==== DATA IN THIS EXERCISE

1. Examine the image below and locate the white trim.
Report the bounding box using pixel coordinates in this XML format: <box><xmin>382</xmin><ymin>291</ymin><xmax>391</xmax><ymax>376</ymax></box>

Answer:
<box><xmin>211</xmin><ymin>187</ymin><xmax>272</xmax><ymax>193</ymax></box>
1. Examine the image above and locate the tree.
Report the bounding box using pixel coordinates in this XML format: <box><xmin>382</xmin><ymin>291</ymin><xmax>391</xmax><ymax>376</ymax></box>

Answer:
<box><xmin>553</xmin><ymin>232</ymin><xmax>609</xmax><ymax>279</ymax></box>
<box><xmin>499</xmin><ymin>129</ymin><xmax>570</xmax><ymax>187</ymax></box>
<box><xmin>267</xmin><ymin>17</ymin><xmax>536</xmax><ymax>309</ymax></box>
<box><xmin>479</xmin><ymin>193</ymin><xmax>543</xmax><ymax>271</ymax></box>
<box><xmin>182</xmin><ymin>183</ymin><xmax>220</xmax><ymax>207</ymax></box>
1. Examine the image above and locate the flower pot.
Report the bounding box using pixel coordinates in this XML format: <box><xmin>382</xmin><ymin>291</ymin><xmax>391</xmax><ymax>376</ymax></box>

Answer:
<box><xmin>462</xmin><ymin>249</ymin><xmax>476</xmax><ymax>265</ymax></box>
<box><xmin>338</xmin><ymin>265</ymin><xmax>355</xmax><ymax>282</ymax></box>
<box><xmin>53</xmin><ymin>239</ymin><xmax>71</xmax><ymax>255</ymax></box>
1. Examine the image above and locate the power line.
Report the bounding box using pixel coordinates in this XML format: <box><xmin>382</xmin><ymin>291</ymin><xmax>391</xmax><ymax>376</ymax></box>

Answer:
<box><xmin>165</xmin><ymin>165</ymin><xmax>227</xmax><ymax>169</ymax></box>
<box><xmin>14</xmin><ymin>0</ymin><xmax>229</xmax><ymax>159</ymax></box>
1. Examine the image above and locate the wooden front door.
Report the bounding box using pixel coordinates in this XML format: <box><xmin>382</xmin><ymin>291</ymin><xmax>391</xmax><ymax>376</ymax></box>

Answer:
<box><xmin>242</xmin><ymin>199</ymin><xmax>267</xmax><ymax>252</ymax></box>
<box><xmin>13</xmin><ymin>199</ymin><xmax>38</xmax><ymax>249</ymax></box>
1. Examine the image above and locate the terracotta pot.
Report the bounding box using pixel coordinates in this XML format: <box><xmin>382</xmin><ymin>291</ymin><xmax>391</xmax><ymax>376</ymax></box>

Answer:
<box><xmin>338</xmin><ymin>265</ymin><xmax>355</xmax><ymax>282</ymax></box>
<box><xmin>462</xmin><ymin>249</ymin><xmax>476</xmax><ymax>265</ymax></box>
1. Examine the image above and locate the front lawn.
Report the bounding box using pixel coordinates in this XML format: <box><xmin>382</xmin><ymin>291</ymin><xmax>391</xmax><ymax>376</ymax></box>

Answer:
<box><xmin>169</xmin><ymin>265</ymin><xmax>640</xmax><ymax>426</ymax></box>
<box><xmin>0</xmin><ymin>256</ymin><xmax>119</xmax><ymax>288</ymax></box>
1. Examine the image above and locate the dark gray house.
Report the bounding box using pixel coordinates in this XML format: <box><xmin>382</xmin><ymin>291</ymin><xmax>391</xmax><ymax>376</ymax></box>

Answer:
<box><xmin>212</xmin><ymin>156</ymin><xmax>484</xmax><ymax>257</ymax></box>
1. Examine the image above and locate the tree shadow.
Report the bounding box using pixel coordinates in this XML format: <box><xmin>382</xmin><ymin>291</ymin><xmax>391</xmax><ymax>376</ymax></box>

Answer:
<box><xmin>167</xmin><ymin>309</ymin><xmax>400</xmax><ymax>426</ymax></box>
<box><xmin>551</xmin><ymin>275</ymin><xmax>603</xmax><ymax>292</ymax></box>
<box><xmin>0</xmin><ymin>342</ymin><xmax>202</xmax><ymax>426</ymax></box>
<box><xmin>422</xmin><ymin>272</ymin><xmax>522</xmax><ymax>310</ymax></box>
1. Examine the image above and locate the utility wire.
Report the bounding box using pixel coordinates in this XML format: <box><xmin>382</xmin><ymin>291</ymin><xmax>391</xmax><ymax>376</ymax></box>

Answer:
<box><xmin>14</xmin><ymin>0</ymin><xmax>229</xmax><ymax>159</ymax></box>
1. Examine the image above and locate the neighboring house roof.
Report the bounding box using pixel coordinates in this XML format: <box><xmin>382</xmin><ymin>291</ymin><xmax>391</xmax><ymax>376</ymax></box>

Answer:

========

### PROBLEM REQUIREMENTS
Reproduce the entire listing above word for word.

### WRITTEN RESPONSE
1. Examine the image below and locate the white trim.
Report the bounding box using pixel coordinates in this XML format: <box><xmin>382</xmin><ymin>291</ymin><xmax>391</xmax><ymax>376</ymax></box>

Answer:
<box><xmin>211</xmin><ymin>187</ymin><xmax>272</xmax><ymax>193</ymax></box>
1. Examine the image above and locate the tree.
Report the bounding box using pixel coordinates in this XML format: <box><xmin>382</xmin><ymin>291</ymin><xmax>391</xmax><ymax>376</ymax></box>

Answer:
<box><xmin>553</xmin><ymin>232</ymin><xmax>609</xmax><ymax>279</ymax></box>
<box><xmin>499</xmin><ymin>129</ymin><xmax>570</xmax><ymax>187</ymax></box>
<box><xmin>267</xmin><ymin>17</ymin><xmax>536</xmax><ymax>309</ymax></box>
<box><xmin>479</xmin><ymin>193</ymin><xmax>543</xmax><ymax>271</ymax></box>
<box><xmin>182</xmin><ymin>183</ymin><xmax>220</xmax><ymax>207</ymax></box>
1. Examine the image above and locate the flower pot.
Report the bounding box using pixel coordinates in this XML format: <box><xmin>382</xmin><ymin>291</ymin><xmax>391</xmax><ymax>376</ymax></box>

Answer:
<box><xmin>462</xmin><ymin>249</ymin><xmax>476</xmax><ymax>265</ymax></box>
<box><xmin>338</xmin><ymin>265</ymin><xmax>355</xmax><ymax>282</ymax></box>
<box><xmin>53</xmin><ymin>239</ymin><xmax>71</xmax><ymax>255</ymax></box>
1. Examine the image above and locate the power line.
Report the bounding box using pixel coordinates in this XML format: <box><xmin>382</xmin><ymin>291</ymin><xmax>391</xmax><ymax>376</ymax></box>

Answer:
<box><xmin>165</xmin><ymin>165</ymin><xmax>227</xmax><ymax>169</ymax></box>
<box><xmin>14</xmin><ymin>0</ymin><xmax>229</xmax><ymax>159</ymax></box>
1. Examine the image above and locate the wooden front door.
Report the bounding box using pixel coordinates in this XML format: <box><xmin>382</xmin><ymin>291</ymin><xmax>391</xmax><ymax>376</ymax></box>

Answer:
<box><xmin>242</xmin><ymin>199</ymin><xmax>267</xmax><ymax>252</ymax></box>
<box><xmin>13</xmin><ymin>199</ymin><xmax>38</xmax><ymax>249</ymax></box>
1. Examine the image above and locate the terracotta pot.
Report the bounding box using pixel coordinates in this XML format: <box><xmin>382</xmin><ymin>291</ymin><xmax>391</xmax><ymax>376</ymax></box>

Answer:
<box><xmin>338</xmin><ymin>265</ymin><xmax>355</xmax><ymax>282</ymax></box>
<box><xmin>462</xmin><ymin>249</ymin><xmax>476</xmax><ymax>265</ymax></box>
1. Examine the image above and locate the front lawn.
Report the bounding box using pixel coordinates in this XML format: <box><xmin>382</xmin><ymin>291</ymin><xmax>391</xmax><ymax>376</ymax></box>

Answer:
<box><xmin>169</xmin><ymin>265</ymin><xmax>640</xmax><ymax>426</ymax></box>
<box><xmin>0</xmin><ymin>256</ymin><xmax>119</xmax><ymax>288</ymax></box>
1. Examine the image above and locate the dark gray house.
Report the bounding box using pixel coordinates in this XML format: <box><xmin>382</xmin><ymin>291</ymin><xmax>391</xmax><ymax>376</ymax></box>

Answer:
<box><xmin>212</xmin><ymin>156</ymin><xmax>484</xmax><ymax>257</ymax></box>
1. Examine the image above and locate the tree shadow.
Report the bounding box using pixel coordinates in this XML format: <box><xmin>382</xmin><ymin>291</ymin><xmax>391</xmax><ymax>376</ymax></box>

Answer:
<box><xmin>167</xmin><ymin>309</ymin><xmax>400</xmax><ymax>426</ymax></box>
<box><xmin>551</xmin><ymin>275</ymin><xmax>603</xmax><ymax>292</ymax></box>
<box><xmin>0</xmin><ymin>342</ymin><xmax>202</xmax><ymax>426</ymax></box>
<box><xmin>422</xmin><ymin>272</ymin><xmax>522</xmax><ymax>310</ymax></box>
1. Examine the image above and locate the utility wire.
Report the bounding box using pixel coordinates in this XML format: <box><xmin>382</xmin><ymin>291</ymin><xmax>391</xmax><ymax>376</ymax></box>

Answer:
<box><xmin>14</xmin><ymin>0</ymin><xmax>229</xmax><ymax>159</ymax></box>
1. Examine the image above and locate the neighboring house roof.
Report the bounding box using pixel coordinates in this XML format: <box><xmin>382</xmin><ymin>291</ymin><xmax>391</xmax><ymax>376</ymax></box>

Answer:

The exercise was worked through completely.